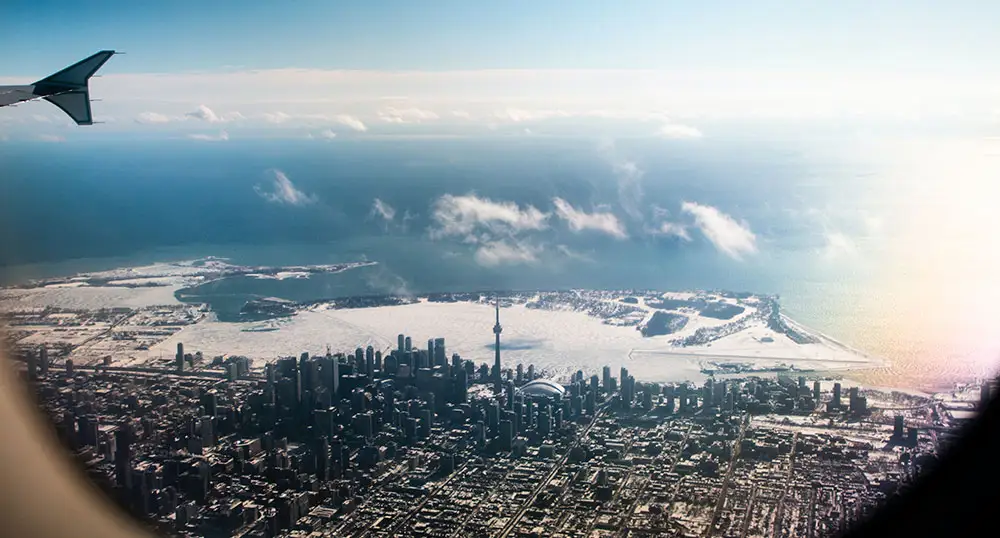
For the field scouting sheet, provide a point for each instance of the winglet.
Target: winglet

++++

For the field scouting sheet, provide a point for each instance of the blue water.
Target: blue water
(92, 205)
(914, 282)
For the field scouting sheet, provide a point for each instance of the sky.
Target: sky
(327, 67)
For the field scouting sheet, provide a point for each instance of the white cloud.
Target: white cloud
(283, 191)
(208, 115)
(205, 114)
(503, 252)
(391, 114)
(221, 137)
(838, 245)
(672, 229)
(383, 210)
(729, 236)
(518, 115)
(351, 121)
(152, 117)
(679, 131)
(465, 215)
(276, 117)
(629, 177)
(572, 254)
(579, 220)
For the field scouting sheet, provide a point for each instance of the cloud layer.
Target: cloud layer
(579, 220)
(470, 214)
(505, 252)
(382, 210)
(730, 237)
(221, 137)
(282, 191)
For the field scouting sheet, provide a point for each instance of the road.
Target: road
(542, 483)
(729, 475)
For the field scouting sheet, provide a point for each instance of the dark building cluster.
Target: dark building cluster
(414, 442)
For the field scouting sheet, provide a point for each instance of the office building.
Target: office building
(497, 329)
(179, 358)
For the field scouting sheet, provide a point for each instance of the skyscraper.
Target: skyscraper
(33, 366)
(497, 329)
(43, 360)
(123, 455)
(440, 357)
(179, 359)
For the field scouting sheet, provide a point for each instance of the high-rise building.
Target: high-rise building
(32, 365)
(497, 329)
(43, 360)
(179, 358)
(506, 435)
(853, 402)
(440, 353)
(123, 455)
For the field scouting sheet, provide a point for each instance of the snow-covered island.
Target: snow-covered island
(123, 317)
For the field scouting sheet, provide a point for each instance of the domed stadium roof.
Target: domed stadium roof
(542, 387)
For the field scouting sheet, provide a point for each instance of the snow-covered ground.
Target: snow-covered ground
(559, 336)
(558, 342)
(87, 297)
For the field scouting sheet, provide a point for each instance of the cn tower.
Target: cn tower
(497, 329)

++++

§ **WHAT THIS TASK INVOLVES**
Can you rewrite the data between the lines holding "of the winglet." and "Target: winglet", inclusive, with "field scouting sheet" changed to "site survey form" and nothing else altered?

§ **ANSWER TO THE EXERCISE**
For the site survey form, provide a point for each instance of the winglet.
Target: winglet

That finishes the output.